**TASK PROMPT:** Give back every line of the data below exactly.

Source records
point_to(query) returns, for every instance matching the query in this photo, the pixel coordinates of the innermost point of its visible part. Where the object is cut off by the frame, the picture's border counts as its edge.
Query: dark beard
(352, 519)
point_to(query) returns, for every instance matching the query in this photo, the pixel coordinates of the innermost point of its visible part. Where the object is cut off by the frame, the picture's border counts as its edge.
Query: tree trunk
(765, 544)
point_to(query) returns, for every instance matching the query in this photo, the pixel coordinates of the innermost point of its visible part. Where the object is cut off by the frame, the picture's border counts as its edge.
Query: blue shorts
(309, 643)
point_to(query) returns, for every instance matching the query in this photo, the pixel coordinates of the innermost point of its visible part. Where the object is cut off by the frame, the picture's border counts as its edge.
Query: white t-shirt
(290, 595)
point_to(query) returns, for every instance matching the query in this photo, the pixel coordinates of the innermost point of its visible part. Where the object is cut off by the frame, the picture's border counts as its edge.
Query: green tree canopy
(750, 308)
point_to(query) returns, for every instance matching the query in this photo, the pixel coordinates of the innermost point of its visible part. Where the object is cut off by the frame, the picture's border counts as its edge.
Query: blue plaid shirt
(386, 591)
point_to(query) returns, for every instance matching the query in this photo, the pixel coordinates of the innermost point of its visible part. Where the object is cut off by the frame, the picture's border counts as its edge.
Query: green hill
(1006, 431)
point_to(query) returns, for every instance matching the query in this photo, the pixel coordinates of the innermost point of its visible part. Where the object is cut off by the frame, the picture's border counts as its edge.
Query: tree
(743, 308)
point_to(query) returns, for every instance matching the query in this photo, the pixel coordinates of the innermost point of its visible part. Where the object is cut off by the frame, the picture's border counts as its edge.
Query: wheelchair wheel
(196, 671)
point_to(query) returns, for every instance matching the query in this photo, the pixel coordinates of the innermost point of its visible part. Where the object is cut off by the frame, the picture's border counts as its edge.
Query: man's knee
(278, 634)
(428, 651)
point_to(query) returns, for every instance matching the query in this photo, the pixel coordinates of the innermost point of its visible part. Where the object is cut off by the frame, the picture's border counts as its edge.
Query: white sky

**YOUR SOLUTION:**
point_to(query) returns, for every instance matching the query in this photo, the pixel coordinates of the innermost point of its visible part. Where the object is cut off by the frame, the picture's border counts as its edge.
Query: dark beard
(352, 519)
point_to(query) returns, for every instance matching the query in this photo, the pixel coordinates of the innermost point of its visible part. Where the object is cut off by the frame, the picture's border counts as its edge.
Query: tree trunk
(765, 544)
point_to(query) returns, for every instance matching the query in this photo, the pixel coordinates of the innermost point of its visible part. Where the object is cut off by the frame, the picture's border counts as its edge.
Query: blue shorts
(309, 643)
point_to(query) returns, for every instance matching the query in this photo, the pixel coordinates of the innermost point of its visible part. Where the object is cut off by the frame, the picture's border counts as its edge.
Query: white t-shirt
(290, 595)
point_to(query) returns, for every instance matching the query in this photo, the pixel coordinates of the innermost point of its visible part. Where the object is cut off by the frame, the picture's border counts as its edge.
Query: green tree canopy
(750, 308)
point_to(query) returns, for every instance matching the query in this photo, the pixel coordinates of the innermost point of its visible part. Where the object is cut off by the frame, the picture's border counts as its edge.
Query: blue plaid shirt
(386, 591)
point_to(query) returns, for every instance matching the query in this photo, the pixel coordinates of the innermost point of its visible part. Where the object is cut off by the frame, the picture's border counts as its edge.
Query: green hill
(1006, 431)
point_to(query) returns, for every instance matching the query in this photo, the pixel coordinates of the innermost point of its visible part. Where the object is cut off by the frame, the picture's border counts as its edge.
Query: tree
(743, 308)
point_to(query) returns, for every instance matching the query in this photo, the pixel coordinates of the innermost point of its visible part. Where the object is cut off by the frame, the picture's border counts as its edge.
Query: wheelchair wheel
(196, 671)
point_to(query) returns, for every instance matching the query in this photo, the pixel coordinates of the innermost point of its visible part. Where the object is cut off by the frame, the picture's border counts as its edge.
Query: man's knee
(278, 634)
(428, 651)
point_to(query) returns, for every instance matching the query in this photo, the pixel coordinates of the innermost point of its visible part. Where the object is cut off by the frame, the picture's border counts as its edge.
Query: white sky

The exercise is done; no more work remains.